§ O QUE SE PEDE: Transcreva sem nenhuma alteração, do texto sobre a faca de provar abacaxi, o trecho que se inicia pelas palavras que contêm "Não sei se a" e se encerra em "pensar na cozinha.".

§ TEXTO DE LEITURA:

Certa de que entendi a observação, Inajá não ficou me atormentando. Nem precisava. Eu mesmo, com minha fértil imaginação, logo imaginei uma duzentas aplicações para a tal faca, além de cortar a amostra do abacaxi. A primeira foi a limpeza das unhas, tão necessária para quem fica ali exposto ao pó e ao sumo do abacaxi, ao dinheiro dos clientes e à s cascas de abacaxi. As outras cento e noventa e nove eu poupo ao leitor, na certeza de que sua imaginação é ainda mais fértil que a minha.
Bem, ao chegar em casa os abacaxis foram devidamente lavados reiteradas vezes e descascados, revelando sabor idêntico ao da amostra. Nisto, que fique claro, não há o que reclamar. Constata-se também, que a faca não altera o sabor, embora possa alterar a composição do abacaxi. Não sei se isto é bom. De um lado, falta o alerta que nos faria desistir. De outro, permite-nos ir em frente e aproveitar as delícias da fruta.
Não sei se a moral da história é que a amostra não mata ou de que não é preciso provar para comprar abacaxi bom ou ainda, a que prefiro, de que é melhor não olhar para a faca e muito menos onde a guardam.
Facas para provas de abacaxi são como certos restaurantes. Melhor não ver a cozinha. Melhor nem pensar na cozinha.

[Algumas entradas]
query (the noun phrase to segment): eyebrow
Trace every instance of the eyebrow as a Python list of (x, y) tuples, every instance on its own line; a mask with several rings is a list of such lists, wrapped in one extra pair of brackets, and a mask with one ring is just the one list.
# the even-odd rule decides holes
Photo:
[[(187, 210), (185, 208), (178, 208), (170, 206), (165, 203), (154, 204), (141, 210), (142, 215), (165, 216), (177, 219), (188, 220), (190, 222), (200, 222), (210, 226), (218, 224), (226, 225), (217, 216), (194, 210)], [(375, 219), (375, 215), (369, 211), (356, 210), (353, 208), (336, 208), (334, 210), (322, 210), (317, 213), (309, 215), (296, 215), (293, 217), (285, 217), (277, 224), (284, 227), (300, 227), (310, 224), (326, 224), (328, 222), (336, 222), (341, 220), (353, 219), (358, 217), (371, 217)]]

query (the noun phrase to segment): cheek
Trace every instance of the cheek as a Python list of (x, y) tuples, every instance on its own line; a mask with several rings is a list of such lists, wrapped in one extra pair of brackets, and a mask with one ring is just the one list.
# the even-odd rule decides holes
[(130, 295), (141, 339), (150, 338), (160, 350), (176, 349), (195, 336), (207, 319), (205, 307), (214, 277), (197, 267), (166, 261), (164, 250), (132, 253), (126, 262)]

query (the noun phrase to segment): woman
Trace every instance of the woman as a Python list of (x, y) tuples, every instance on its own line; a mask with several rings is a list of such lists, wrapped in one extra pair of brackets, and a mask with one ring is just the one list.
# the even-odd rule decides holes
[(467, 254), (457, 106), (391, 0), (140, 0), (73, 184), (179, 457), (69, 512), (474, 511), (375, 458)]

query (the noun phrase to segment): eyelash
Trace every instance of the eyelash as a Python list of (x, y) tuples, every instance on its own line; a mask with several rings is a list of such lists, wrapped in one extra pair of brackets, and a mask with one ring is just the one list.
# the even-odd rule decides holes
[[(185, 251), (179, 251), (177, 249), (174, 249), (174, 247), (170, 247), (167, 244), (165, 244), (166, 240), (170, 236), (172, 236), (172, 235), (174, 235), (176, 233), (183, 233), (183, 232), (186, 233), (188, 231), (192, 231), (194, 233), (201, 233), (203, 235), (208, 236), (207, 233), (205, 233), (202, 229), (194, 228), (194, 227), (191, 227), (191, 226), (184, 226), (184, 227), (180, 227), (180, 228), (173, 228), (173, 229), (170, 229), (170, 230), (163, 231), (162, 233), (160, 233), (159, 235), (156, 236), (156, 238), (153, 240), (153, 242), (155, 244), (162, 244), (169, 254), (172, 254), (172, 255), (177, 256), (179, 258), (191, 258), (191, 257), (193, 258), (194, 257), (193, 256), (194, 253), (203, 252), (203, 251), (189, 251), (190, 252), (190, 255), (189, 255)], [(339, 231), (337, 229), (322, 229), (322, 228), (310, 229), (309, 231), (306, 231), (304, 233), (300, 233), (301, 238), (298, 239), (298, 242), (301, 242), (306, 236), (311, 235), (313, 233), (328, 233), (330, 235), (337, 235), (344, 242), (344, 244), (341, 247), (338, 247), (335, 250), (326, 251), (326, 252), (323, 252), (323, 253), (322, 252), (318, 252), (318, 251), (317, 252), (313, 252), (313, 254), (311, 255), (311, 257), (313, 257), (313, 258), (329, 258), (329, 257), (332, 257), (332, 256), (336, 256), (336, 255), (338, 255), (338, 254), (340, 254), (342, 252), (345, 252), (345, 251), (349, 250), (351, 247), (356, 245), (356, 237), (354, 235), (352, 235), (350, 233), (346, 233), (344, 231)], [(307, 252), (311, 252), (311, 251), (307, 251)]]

§ RESULTADO DO EXERCÍCIO:
Não sei se a moral da história é que a amostra não mata ou de que não é preciso provar para comprar abacaxi bom ou ainda, a que prefiro, de que é melhor não olhar para a faca e muito menos onde a guardam.
Facas para provas de abacaxi são como certos restaurantes. Melhor não ver a cozinha. Melhor nem pensar na cozinha.